WHAT IS ASKED: Find each line below that contains the string "leaf", matching case exactly, and copy those lines.

EXERCISE MATERIALS:
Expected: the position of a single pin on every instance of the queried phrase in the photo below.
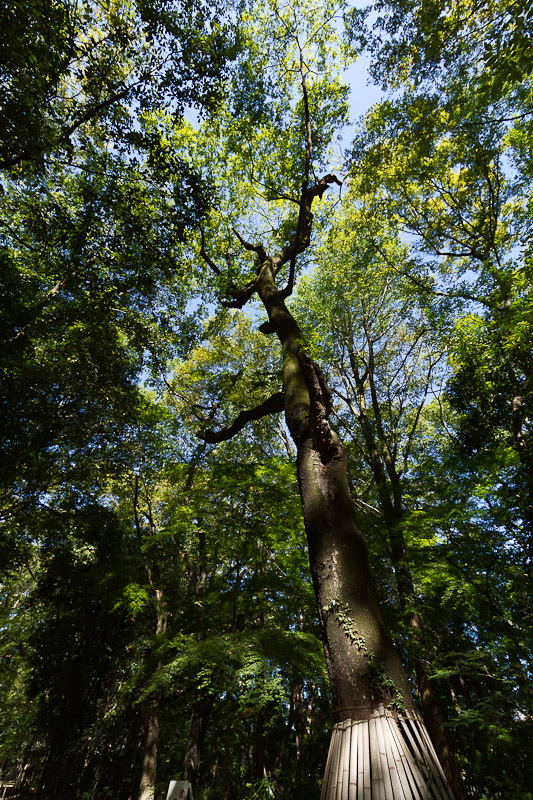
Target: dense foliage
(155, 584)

---

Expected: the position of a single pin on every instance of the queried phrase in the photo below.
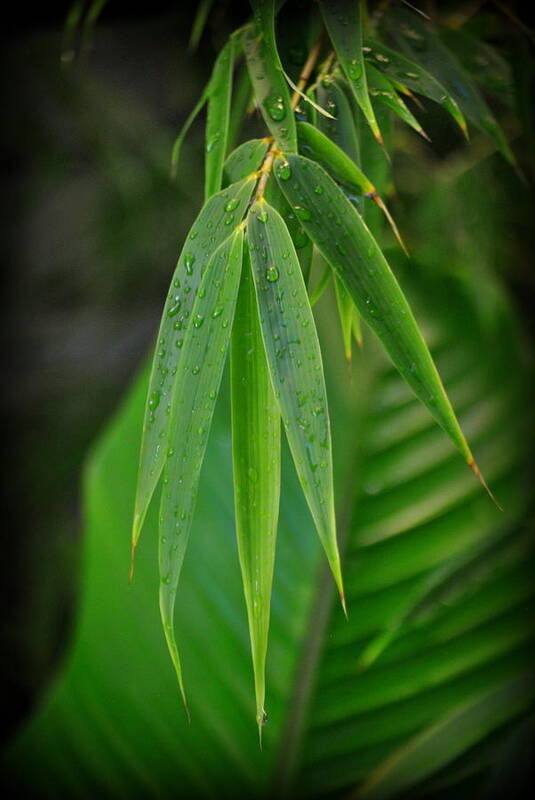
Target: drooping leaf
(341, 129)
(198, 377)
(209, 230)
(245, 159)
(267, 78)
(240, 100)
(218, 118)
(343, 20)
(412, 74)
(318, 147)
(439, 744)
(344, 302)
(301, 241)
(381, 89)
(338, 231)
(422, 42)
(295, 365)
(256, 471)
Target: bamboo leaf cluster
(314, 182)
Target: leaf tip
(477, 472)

RESPONSE TO THE TASK:
Target: drooping leaf
Target: bamboo leaf cluster
Target: leaf tip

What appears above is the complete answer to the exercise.